*** Block opens ***
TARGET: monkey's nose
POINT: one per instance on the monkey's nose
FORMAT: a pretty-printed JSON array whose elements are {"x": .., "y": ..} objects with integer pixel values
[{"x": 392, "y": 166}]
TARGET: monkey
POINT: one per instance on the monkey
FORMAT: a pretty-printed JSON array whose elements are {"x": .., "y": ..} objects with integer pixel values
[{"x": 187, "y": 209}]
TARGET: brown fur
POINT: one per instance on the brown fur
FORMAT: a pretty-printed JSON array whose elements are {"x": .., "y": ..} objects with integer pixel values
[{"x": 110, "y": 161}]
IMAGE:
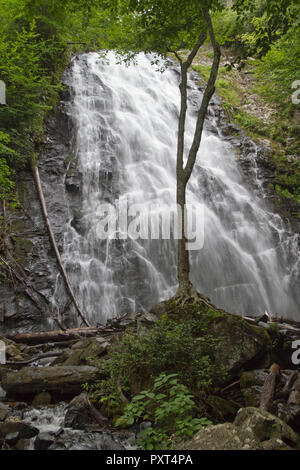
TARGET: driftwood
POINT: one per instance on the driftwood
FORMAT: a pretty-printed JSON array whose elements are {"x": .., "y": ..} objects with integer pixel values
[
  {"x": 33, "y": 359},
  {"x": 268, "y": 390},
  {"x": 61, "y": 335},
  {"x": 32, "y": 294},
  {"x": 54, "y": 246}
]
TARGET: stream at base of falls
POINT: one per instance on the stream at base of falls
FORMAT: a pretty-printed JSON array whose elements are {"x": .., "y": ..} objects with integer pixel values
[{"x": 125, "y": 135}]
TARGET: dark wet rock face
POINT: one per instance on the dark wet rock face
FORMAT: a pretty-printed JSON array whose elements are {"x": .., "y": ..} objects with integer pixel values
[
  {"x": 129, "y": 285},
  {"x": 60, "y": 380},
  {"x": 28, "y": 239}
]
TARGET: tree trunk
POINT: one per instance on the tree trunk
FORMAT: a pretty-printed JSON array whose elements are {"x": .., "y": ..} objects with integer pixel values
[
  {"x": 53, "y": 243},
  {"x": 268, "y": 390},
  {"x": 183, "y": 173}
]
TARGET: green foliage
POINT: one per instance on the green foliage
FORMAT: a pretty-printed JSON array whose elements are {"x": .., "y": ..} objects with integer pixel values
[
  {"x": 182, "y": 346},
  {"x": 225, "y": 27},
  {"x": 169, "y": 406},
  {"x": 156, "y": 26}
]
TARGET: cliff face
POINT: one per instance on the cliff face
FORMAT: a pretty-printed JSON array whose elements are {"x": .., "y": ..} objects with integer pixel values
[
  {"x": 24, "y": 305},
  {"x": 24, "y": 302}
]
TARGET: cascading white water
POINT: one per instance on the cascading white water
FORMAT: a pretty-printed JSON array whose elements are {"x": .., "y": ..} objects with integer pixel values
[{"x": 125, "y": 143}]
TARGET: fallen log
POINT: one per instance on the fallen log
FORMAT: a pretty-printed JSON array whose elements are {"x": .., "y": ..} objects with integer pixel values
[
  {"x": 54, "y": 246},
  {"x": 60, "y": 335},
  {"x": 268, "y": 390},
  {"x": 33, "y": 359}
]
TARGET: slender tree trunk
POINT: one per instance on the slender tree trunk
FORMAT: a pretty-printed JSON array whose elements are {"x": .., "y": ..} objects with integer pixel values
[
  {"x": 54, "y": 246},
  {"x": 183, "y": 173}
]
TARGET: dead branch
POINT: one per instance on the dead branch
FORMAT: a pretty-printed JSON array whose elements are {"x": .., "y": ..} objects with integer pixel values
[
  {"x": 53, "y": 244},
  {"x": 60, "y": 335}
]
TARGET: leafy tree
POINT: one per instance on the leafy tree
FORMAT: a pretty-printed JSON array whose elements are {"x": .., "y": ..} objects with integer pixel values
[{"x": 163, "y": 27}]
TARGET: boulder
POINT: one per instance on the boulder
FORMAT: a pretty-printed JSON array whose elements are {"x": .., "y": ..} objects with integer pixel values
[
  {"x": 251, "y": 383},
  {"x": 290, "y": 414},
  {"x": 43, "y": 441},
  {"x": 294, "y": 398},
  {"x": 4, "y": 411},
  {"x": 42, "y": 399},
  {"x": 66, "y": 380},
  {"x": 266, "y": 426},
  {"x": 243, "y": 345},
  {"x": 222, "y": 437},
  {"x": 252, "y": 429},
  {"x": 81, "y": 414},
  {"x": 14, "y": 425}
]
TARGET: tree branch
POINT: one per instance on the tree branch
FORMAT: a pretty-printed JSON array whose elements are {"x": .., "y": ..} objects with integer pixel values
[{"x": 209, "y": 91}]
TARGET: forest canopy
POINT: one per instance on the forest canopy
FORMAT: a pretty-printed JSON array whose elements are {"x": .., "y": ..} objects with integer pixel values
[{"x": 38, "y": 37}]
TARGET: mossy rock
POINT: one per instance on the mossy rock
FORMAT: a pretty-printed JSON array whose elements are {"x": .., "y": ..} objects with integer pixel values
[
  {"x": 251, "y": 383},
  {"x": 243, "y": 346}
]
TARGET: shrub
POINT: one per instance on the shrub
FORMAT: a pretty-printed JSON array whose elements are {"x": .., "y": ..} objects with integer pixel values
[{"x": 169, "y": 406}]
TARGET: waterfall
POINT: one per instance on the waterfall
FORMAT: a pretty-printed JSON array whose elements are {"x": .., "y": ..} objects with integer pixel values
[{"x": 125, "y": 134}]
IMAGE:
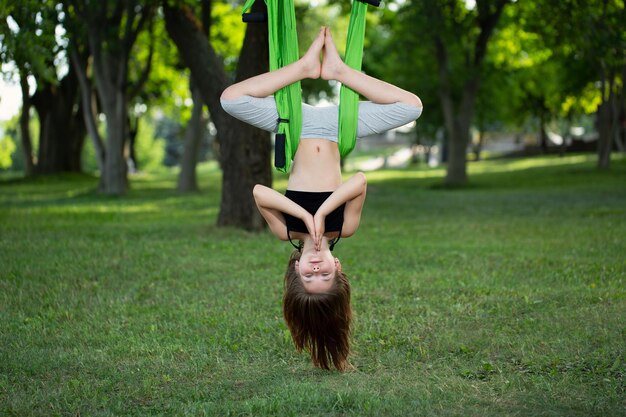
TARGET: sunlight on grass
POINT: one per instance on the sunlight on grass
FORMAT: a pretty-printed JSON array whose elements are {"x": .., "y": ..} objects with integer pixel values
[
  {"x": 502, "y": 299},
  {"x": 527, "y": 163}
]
*** Block closes ***
What is expected:
Each line above is to be repeated exactly as written; no picture is carried over.

Answer for the task:
TARGET: monkey's nose
POINT: one per instance on the monkey's nose
FORMAT: a pretty-printed JSON array whose elements are {"x": .., "y": ..} objects with integer pixel values
[{"x": 392, "y": 166}]
TARGET: monkey
POINT: one per instance on the monkey
FORMAT: a pretty-printed JSON array whose elements are {"x": .., "y": ..} objects with integer pixel values
[{"x": 187, "y": 209}]
TARGET: brown fur
POINT: one per instance on the brown fur
FORMAT: a pretty-printed JSON array whose elements are {"x": .., "y": ..} objects with integer pixel values
[{"x": 110, "y": 161}]
IMAGE:
TARGET: driftwood
POINT: one per instance on the driftwood
FORMAT: a pretty-printed JSON array whose elements are {"x": .., "y": ..} objects with integer pixel values
[
  {"x": 33, "y": 359},
  {"x": 268, "y": 390},
  {"x": 61, "y": 335},
  {"x": 32, "y": 294},
  {"x": 54, "y": 246}
]
TARGET: stream at base of falls
POINT: one per instance on the stream at base of falls
FORMAT: a pretty-printed JSON array whose elements are {"x": .., "y": ..} objects with integer pixel values
[{"x": 125, "y": 135}]
TARGET: dark wet rock face
POINT: one per instance on the dark wet rock face
FORMAT: a pretty-printed JSON array whose elements are {"x": .., "y": ..} objects with integer pixel values
[
  {"x": 129, "y": 285},
  {"x": 60, "y": 380},
  {"x": 28, "y": 239}
]
TARGET: tree trunk
POINT: one per instance on the tree trunk
FORMAT: a pretty-printed JSON array whose elements are {"x": .., "y": ..} objects with integer pixel values
[
  {"x": 53, "y": 243},
  {"x": 268, "y": 390},
  {"x": 183, "y": 173}
]
TARGET: green foliage
POINT: one per instance on the green foliage
FORMAT: a pretty-printed JSON array whose elements are {"x": .., "y": ..} objects with integer pixel values
[
  {"x": 182, "y": 346},
  {"x": 225, "y": 27},
  {"x": 169, "y": 406},
  {"x": 156, "y": 26}
]
TARGET: cliff face
POINT: one per instance on the cliff face
FORMAT: a pretty-printed JSON array whose elements are {"x": .., "y": ..} objects with integer pixel values
[
  {"x": 24, "y": 305},
  {"x": 24, "y": 302}
]
TARGET: cascading white water
POINT: one per instance on the cascading white water
FORMAT: a pretty-printed JSON array whose elements are {"x": .., "y": ..} objects with integer pixel values
[{"x": 125, "y": 143}]
TARGET: fallen log
POINT: one per instance on the fallen log
FORMAT: a pretty-printed JSON array whose elements are {"x": .., "y": ..} objects with integer pixel values
[
  {"x": 54, "y": 246},
  {"x": 60, "y": 335},
  {"x": 268, "y": 390},
  {"x": 33, "y": 359}
]
TARGET: slender tree trunk
POINT: one per instance on the slender tree trunk
FORMAT: a pretty-printed JSON array whose elements are {"x": .., "y": ..} objects with integer pixel values
[
  {"x": 54, "y": 246},
  {"x": 183, "y": 173}
]
TARGET: dead branch
POINT: one per instance on the dead branch
FORMAT: a pretty-printed JSON array whose elements are {"x": .., "y": ..} objects with integer pixel values
[
  {"x": 53, "y": 244},
  {"x": 60, "y": 335}
]
TARGET: leafy tree
POINT: one per instance on the leafy tree
FORMAT: a pretty-printed JSON array whose elements are {"x": .., "y": ..} objects with integer pixel values
[{"x": 163, "y": 27}]
TARGET: boulder
POINT: one per instance on the boulder
FORMAT: a pretty-printed JSON array whose elements are {"x": .., "y": ..} objects with integer pixel values
[
  {"x": 251, "y": 383},
  {"x": 290, "y": 414},
  {"x": 43, "y": 441},
  {"x": 294, "y": 398},
  {"x": 4, "y": 411},
  {"x": 42, "y": 399},
  {"x": 66, "y": 380},
  {"x": 266, "y": 426},
  {"x": 243, "y": 345},
  {"x": 222, "y": 437},
  {"x": 252, "y": 429},
  {"x": 81, "y": 414},
  {"x": 14, "y": 425}
]
TARGET: tree branch
POINT: one per instance on the tree branch
FORMAT: a pretty-printed JSON array whose elements are {"x": .., "y": ..} objects with integer pixel values
[{"x": 209, "y": 91}]
TARGET: forest canopy
POINT: one per instance on the forest canopy
FORMAT: a pretty-printed JSON array whose elements are {"x": .., "y": ..} objects with integer pixel values
[{"x": 38, "y": 37}]
TARGET: mossy rock
POINT: one per instance on the mossy rock
FORMAT: a pretty-printed JSON array whose elements are {"x": .., "y": ..} objects with integer pixel values
[
  {"x": 251, "y": 383},
  {"x": 243, "y": 346}
]
TARGET: shrub
POINT: one per instance on the shrub
FORMAT: a pretty-printed JSON array whose elements are {"x": .., "y": ..} objects with integer pixel values
[{"x": 169, "y": 406}]
TARGET: waterfall
POINT: one per instance on the waterfall
FORMAT: a pretty-printed JSON array whose elements are {"x": .., "y": ..} objects with integer pixel values
[{"x": 125, "y": 134}]
IMAGE:
TARGET: sunlight on grass
POINT: one per instance on the sunlight on grass
FORMAT: a pretty-printed JSON array whose elements are {"x": .., "y": ..} objects with integer pixel values
[
  {"x": 502, "y": 299},
  {"x": 527, "y": 163}
]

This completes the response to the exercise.